Please return each of the rows below verbatim, with the pictures left out.

# # # # # # #

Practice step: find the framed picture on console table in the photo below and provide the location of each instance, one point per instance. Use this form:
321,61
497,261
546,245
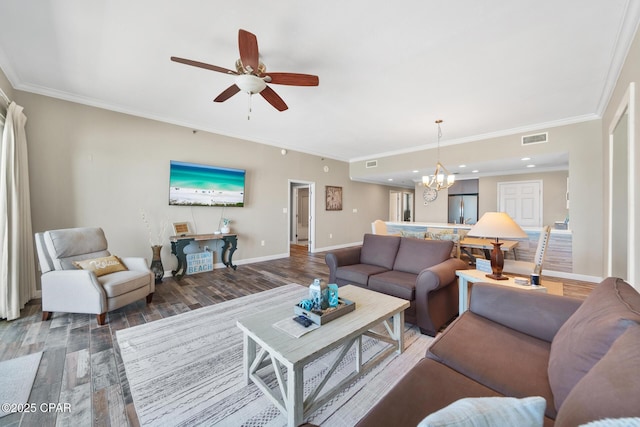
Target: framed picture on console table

# # # # # # #

__TASK RESULT__
Practice step: find the framed picture on console table in the photo below and provide the location of each instance, one point per instance. Use this form:
321,61
497,261
546,245
Target: framed picture on console table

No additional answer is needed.